Recently an Ohio Court of Appeals held that the beneficiary of a trust could hold her uncle, who was the trustee liable for loss of trust assets for bad investments. Let's learn more about that!

Kim: If you help manage funds for a family member can you be sued if your investment goes bad?

Mike: Yes. In this case the uncle was a trustee of a trust for his niece with over $71,000 in it and apparently lost all of the money in the dot com crash. The niece sued her uncle and won for among other things breach of fiduciary duty for the bad investments. The lesson learned here is that if you take on a family responsibility of handle investments for a family member or other beneficiary as a trustee you have to be careful or you could end up being liable for all of the losses. Trusts are valuable tools in estate planning and are used many times to protect money inherited by minors or adults who can't handle their own affairs. However the choice of trustee of the trust is important.

Kim: should an individual ever be trustees of a trust?

Mike: In many situations a bank trust or other trust company is the right choice. They have professional management to handle the investments and all of the paper work required for trusts including reports to beneficiaries and tax return. If they make a mistake they have the resources to fix it. However, if the amount of money you have in the trust is too small, it becomes cost prohibitive to use a trust. Many banks and trust companies have minimum fees that could end up sucking up all of the earnings of the trust. Typical trust fees range from 1 to 2% depending on how much you have in the trust. In situation with smaller trusts you probably should use an individual trustee.

Kim: If you are the trustee for a family member, what should you do to protect yourself so you don't incur any liability?

Mike: You should take the following steps:

  • Make sure that you invest the assets in a safe manner. Consider hiring a professional to manage the money. That way even if the trust loses money you should not be held liable since you took a prudent approach
  • Issue reports to the beneficiaries of the trust at least annually of expenses , income and profits so the beneficiaries are aware of what is happening to the trust
  • File tax returns. Don't forget Uncle Sam. Once the person who set up the trust has passed away, the trust will need to file Federal and Ohio income tax returns.

You probably should meet with a lawyer to make sure you understand the rules of how a trust works.

****************************************

[To be done]:
1 - Answer these questions on the trust article, one per line:
(a) How much money was in the trust the uncle managed for his niece?
(b) What range do typical trust fees fall in?
(c) How often should a trustee issue reports to the beneficiaries?
2 - Reproduce the stretch of the trust article from "Kim: If you help" through "trust is important.".
None of the entries is needed for the work on the trust article.

[Object pointing dataset entries]
****************************************

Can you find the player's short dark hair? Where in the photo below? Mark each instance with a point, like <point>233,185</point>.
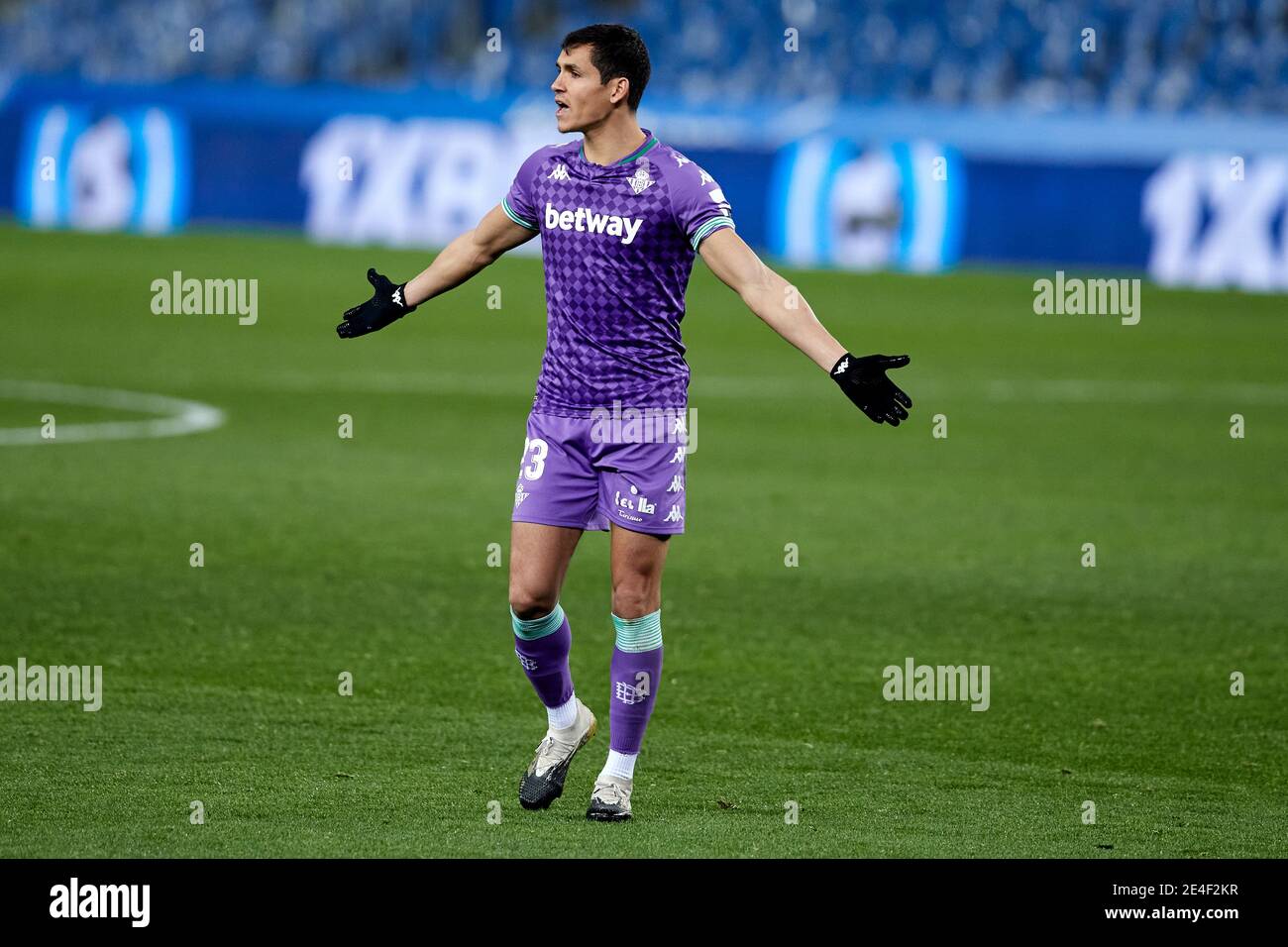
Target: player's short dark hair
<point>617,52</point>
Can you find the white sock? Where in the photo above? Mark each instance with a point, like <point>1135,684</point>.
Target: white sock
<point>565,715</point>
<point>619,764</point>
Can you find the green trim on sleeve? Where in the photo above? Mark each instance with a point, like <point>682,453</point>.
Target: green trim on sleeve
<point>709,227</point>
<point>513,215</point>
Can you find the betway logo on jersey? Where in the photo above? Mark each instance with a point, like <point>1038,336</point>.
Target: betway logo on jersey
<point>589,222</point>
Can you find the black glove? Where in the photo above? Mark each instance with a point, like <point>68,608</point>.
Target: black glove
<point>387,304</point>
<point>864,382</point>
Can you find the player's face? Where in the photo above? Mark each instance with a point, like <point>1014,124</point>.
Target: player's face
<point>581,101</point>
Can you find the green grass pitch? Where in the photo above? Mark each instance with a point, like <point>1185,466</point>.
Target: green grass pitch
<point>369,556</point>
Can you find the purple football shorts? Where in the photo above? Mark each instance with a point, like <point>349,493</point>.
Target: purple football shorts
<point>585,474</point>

****************************************

[Answers provided]:
1 -
(a) Over $71,000.
(b) 1 to 2%, depending on how much is in the trust.
(c) At least annually.

2 -
Kim: If you help manage funds for a family member can you be sued if your investment goes bad?

Mike: Yes. In this case the uncle was a trustee of a trust for his niece with over $71,000 in it and apparently lost all of the money in the dot com crash. The niece sued her uncle and won for among other things breach of fiduciary duty for the bad investments. The lesson learned here is that if you take on a family responsibility of handle investments for a family member or other beneficiary as a trustee you have to be careful or you could end up being liable for all of the losses. Trusts are valuable tools in estate planning and are used many times to protect money inherited by minors or adults who can't handle their own affairs. However the choice of trustee of the trust is important.